- What is asked -
Copy each line of the records below that contains the string "woman". Matching is case-sensitive.

begin

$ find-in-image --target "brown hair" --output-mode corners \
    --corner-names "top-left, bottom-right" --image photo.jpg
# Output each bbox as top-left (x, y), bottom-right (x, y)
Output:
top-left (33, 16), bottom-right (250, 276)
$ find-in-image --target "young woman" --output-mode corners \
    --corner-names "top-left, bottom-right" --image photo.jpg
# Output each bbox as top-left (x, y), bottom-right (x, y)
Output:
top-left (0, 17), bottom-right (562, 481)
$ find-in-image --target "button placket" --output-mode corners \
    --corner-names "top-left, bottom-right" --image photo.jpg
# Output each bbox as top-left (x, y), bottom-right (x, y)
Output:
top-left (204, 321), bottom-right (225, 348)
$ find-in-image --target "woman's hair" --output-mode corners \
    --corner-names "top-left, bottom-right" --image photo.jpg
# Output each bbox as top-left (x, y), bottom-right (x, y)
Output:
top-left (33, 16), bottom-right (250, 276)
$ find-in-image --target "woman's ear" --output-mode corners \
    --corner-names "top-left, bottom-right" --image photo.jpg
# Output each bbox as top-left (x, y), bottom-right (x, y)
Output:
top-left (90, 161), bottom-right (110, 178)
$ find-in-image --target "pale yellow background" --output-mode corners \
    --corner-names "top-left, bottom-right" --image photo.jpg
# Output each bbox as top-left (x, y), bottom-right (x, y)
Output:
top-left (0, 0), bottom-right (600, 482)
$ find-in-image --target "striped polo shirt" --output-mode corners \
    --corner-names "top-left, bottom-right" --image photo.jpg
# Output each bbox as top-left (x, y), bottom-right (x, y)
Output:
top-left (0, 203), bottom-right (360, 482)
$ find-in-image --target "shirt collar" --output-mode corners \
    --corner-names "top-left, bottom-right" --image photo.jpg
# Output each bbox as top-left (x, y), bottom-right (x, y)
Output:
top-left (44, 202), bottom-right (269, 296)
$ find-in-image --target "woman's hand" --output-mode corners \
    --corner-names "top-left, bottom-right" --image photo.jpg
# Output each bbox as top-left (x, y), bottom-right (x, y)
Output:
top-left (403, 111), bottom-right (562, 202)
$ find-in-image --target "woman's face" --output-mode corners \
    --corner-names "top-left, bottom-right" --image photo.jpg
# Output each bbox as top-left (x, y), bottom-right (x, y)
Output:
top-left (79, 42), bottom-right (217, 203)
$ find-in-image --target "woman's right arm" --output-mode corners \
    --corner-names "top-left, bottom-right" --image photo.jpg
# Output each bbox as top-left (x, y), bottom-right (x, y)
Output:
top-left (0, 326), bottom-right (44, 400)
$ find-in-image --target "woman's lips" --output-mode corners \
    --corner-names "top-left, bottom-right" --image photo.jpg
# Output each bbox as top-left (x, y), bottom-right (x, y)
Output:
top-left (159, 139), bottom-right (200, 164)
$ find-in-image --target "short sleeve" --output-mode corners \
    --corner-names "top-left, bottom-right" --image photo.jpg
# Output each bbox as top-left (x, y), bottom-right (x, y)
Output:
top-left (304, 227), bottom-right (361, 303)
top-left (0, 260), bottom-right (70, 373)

end

- Response for this exercise -
$ find-in-image --target "young woman" --output-mode corners \
$ find-in-image --target "woman's hair" --output-mode corners \
$ find-in-image --target "woman's ear" --output-mode corners \
$ find-in-image --target "woman's hand" --output-mode corners \
$ find-in-image --target "woman's face" --output-mode corners \
$ find-in-image --target "woman's right arm" --output-mode corners \
$ find-in-image --target "woman's lips" --output-mode corners \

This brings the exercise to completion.